(Natural-language object grounding data)
[Start of section]

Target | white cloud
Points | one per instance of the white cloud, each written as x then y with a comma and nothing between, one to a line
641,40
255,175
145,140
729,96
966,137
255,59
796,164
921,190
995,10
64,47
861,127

[End of section]

◆ Assigned task ◆
Pull out each record as written and restate it exactly.

◆ Solution to the problem ◆
Target | white cloud
Points | one per instance of the white cloud, each written as x then y with a comma and nothing between, one to a line
641,40
255,175
145,140
729,96
966,137
255,59
796,164
921,190
995,10
64,47
861,127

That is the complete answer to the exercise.